Transcribe exactly the lines from the one holding "For each instance of the river, the" through the closing line of the entries below. Pictures stay out of the copy.
== Records to process
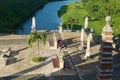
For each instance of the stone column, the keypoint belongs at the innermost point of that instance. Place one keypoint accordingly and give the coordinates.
(55, 40)
(33, 27)
(60, 28)
(104, 67)
(86, 23)
(87, 54)
(82, 39)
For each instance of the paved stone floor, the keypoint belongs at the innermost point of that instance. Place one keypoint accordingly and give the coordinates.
(20, 61)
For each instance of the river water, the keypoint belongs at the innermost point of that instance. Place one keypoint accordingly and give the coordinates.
(46, 18)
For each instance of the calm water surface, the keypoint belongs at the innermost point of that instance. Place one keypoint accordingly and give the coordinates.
(46, 18)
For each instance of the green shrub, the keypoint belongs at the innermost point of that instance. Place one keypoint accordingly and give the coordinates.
(38, 59)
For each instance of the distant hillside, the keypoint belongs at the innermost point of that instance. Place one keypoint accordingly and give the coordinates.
(14, 12)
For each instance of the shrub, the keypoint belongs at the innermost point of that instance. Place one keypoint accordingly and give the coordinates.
(38, 59)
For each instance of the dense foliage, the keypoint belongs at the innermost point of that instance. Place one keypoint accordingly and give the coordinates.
(96, 10)
(14, 12)
(99, 9)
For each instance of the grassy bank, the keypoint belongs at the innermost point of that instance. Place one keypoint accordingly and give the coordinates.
(14, 12)
(77, 11)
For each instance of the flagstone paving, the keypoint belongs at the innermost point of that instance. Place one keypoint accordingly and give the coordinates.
(20, 61)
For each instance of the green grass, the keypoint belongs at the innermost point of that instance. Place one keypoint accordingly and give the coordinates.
(77, 11)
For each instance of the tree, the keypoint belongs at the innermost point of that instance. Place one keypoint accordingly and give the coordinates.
(37, 37)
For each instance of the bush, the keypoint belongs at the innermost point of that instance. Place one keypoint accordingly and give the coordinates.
(38, 59)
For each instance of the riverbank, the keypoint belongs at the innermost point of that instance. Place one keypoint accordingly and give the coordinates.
(78, 11)
(14, 13)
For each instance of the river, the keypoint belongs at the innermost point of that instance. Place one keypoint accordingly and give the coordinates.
(46, 18)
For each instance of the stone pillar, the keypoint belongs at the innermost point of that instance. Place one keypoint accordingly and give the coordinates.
(33, 27)
(86, 23)
(87, 54)
(104, 67)
(60, 28)
(55, 40)
(82, 39)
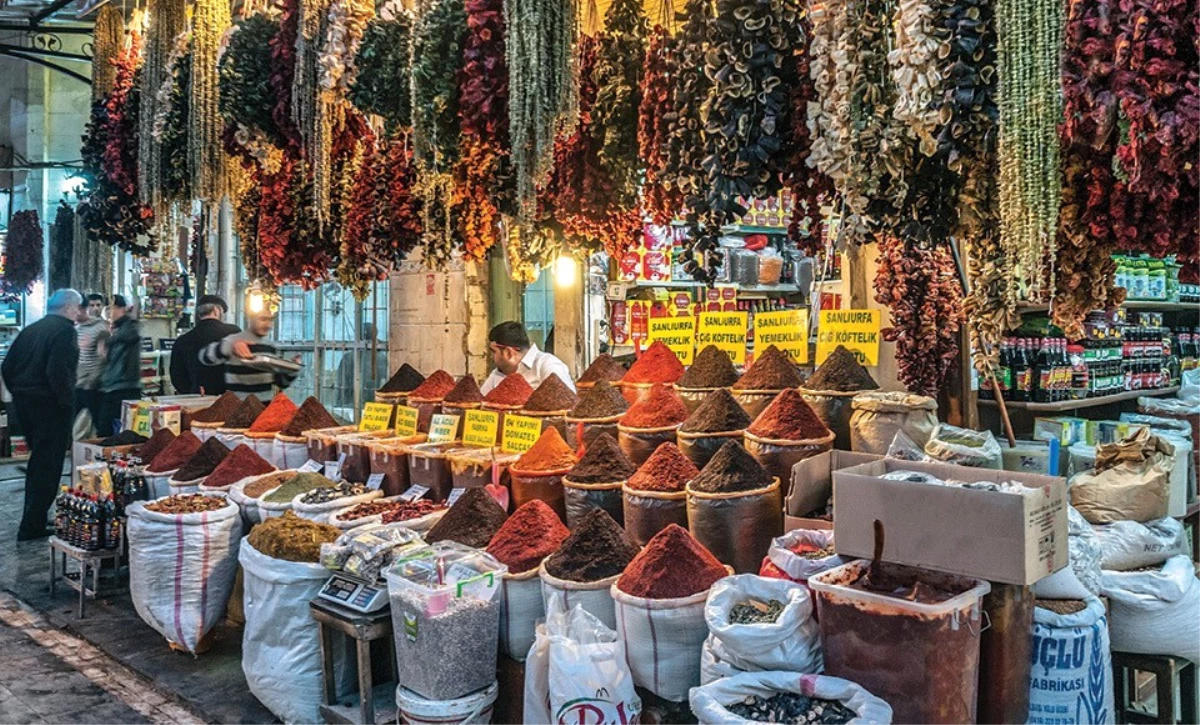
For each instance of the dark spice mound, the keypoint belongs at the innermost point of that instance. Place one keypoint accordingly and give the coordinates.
(603, 400)
(604, 367)
(246, 413)
(124, 438)
(717, 414)
(552, 395)
(405, 379)
(203, 462)
(465, 391)
(841, 373)
(732, 469)
(219, 411)
(789, 418)
(473, 520)
(310, 417)
(771, 371)
(604, 462)
(712, 367)
(597, 549)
====
## Your response
For each instance of the river, the keypoint belongs at the innermost point of that instance. Place one keypoint accordingly and give the coordinates.
(46, 18)
For each instance of the stone pillar, the keypoint belongs at the innermost point of that instance. Place one keypoint accordingly and give the coordinates.
(33, 27)
(86, 23)
(87, 54)
(104, 67)
(60, 28)
(55, 40)
(82, 39)
For each instance of the dark spice mound, the keypoint belongs at the innermost point of that instance. Place one keypoint accordingly and give the coordinates.
(603, 400)
(604, 367)
(246, 413)
(124, 438)
(717, 414)
(552, 395)
(405, 379)
(203, 462)
(465, 391)
(841, 373)
(732, 469)
(219, 411)
(789, 418)
(473, 520)
(310, 417)
(771, 371)
(604, 462)
(712, 367)
(597, 549)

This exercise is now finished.